● **Stated task 1**:
Write out the caching post word for word, from "Other problems: I" to "(brion @ pobox.com)".
------------------------------------------------
Mailing List Archive

Caching thoughts
I probably won't get to any of this for a while as I've promised to fix
up that conversion script, but some thoughts...

Client-side caching of page-views and and recentchanges are allowed
(currently only for IE 5.5+ as Mozilla and IE 5.0 have had difficulties
refreshing and I haven't had chance to test with other browsers).

The reported last-modified date is the edit date of the article revision
(or for Recentchanges, the last modified article). On load, the browser
sends this back to us in an if-modified-since header; if it's identical,
we tell it to use its cached version, else we send out the new time and
continue (see OutputPage::checkLastModified() ). We force this check on
every attempt to load the page by pre-expiring it and sending a
'must-revalidate' cache-control header (see OutputPage::output() ); this
requires a round-trip to the server, but we avoid most of the heavy
lifting by doing the time check quick and getting out before querying a
hundred links and parsing whole pages of gunk.

(Recentchanges changes so often there's probably no point to caching it
though...)

Some problems: this does not take into account secondary changes: linked
articles are created and deleted, users log in and out or change their
display preferences. This can lead to incorrect display, which isn't
always cleared by a refresh -- by default, refresh in IE sends the
if-last-modified and obeys the 304 Not Modified. Users don't generally
know about the Ctrl+Refresh force reload trick.

Links might be solvable by adding a "last_touched" timestamp field to
cur; this would be set to edit timestamp on save, and whenever a page is
created or deleted, all pages linking to it would have their
last_touched reset to the current time. We then use this as our basis
for cache comparisons, forcing reloads of pages whose links should show
different. (And if changes to the software are made that change
rendering, we can invalidate caches for the whole wiki with a sweeping
UPDATE statement.)

Things like user settings and logging in and out might be solvable with
session variables; an invalidating event would set a sort of 'cache from
here on' time, and any earlier last mod would get pushed up to there.

Other problems: I added the caching support in the first place because
with the pages marked as uncacheable IE was forcing reloads on every
pass through the 'back' and 'forwards' buttons. Usually this is simply
an inconvenience -- more time spent waiting for the server, and more
load on the server increasing the time spent waiting. When editing,
however, this can cause data loss; some people will click the links from
the sidebar to get additional information, then hit 'back' to return to
their editing session. Oops! The page was reloaded. Is it safe to mark
the edit pages as cacheable? What do we have to do to them to mark them
properly?

-- brion vibber (brion @ pobox.com)
------------------------------------------------
● **Stated task 2**:
Find every line in the entries that contains the string "floral", with case counting, and copy each of those lines.
------------------------------------------------
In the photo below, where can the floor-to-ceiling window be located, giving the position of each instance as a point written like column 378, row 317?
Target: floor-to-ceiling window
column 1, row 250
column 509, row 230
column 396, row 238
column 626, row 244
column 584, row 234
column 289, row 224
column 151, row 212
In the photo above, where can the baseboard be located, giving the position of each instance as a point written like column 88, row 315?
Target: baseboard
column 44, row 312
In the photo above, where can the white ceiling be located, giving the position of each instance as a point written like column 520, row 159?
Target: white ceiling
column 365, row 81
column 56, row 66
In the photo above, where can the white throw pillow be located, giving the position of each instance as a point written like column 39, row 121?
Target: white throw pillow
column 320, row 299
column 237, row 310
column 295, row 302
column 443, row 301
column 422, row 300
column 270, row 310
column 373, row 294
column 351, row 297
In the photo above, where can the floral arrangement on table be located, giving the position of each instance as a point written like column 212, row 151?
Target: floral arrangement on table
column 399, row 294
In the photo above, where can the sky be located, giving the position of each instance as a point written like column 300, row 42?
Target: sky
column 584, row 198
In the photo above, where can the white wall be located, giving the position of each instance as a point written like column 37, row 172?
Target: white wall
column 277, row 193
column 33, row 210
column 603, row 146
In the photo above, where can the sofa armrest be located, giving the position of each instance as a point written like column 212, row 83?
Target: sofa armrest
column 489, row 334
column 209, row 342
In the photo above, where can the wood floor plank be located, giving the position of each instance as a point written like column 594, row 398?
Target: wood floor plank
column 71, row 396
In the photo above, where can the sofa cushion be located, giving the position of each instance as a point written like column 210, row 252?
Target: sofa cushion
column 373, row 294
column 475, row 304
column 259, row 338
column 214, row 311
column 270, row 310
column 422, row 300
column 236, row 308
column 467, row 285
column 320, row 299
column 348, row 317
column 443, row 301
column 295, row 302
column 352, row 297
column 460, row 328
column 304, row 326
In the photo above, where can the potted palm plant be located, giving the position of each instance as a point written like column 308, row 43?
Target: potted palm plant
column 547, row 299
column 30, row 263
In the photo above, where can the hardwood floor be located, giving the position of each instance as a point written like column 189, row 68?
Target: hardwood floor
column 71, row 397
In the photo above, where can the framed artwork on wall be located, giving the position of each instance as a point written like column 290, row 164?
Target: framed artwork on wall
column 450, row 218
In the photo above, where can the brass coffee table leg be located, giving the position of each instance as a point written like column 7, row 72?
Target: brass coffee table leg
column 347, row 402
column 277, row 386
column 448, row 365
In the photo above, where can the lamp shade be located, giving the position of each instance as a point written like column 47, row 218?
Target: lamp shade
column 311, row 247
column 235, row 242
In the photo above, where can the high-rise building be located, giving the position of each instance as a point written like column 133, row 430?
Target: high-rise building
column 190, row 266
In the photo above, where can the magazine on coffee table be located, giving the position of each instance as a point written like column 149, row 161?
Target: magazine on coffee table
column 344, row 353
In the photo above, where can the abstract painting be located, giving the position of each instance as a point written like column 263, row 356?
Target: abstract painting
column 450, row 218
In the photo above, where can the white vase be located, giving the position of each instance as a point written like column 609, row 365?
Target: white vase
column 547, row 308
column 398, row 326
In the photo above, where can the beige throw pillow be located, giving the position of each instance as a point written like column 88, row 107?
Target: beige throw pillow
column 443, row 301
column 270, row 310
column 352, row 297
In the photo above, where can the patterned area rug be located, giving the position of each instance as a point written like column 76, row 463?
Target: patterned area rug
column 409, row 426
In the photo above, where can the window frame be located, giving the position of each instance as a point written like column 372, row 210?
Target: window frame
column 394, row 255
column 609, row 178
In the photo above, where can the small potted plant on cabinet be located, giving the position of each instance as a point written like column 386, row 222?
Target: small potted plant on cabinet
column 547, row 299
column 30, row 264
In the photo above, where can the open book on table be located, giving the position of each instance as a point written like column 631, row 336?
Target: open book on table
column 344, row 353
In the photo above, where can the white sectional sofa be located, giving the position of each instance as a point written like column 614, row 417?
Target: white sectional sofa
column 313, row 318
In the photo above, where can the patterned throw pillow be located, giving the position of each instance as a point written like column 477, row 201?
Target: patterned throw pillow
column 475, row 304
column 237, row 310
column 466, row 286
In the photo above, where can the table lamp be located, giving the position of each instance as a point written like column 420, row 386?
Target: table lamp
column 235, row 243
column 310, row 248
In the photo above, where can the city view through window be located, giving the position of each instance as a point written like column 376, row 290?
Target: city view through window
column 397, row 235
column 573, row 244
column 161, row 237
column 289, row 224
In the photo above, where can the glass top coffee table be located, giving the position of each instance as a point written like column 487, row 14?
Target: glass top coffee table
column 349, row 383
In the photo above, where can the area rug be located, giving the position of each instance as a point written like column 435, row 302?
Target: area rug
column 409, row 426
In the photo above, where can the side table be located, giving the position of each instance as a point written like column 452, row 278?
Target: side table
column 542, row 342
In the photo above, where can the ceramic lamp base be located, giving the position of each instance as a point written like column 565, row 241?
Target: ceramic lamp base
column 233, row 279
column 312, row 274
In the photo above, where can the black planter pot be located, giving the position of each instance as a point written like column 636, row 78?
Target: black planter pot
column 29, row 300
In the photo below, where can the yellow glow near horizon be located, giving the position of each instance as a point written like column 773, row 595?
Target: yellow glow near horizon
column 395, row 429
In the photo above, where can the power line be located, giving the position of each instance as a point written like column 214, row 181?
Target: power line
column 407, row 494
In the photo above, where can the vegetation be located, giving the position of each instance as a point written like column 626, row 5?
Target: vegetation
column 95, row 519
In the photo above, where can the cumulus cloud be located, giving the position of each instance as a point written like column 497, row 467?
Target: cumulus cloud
------------------------------------------------
● **Full response 1**:
Other problems: I added the caching support in the first place because
with the pages marked as uncacheable IE was forcing reloads on every
pass through the 'back' and 'forwards' buttons. Usually this is simply
an inconvenience -- more time spent waiting for the server, and more
load on the server increasing the time spent waiting. When editing,
however, this can cause data loss; some people will click the links from
the sidebar to get additional information, then hit 'back' to return to
their editing session. Oops! The page was reloaded. Is it safe to mark
the edit pages as cacheable? What do we have to do to them to mark them
properly?

-- brion vibber (brion @ pobox.com)

● **Full response 2**:
In the photo above, where can the floral arrangement on table be located, giving the position of each instance as a point written like column 212, row 151?
Target: floral arrangement on table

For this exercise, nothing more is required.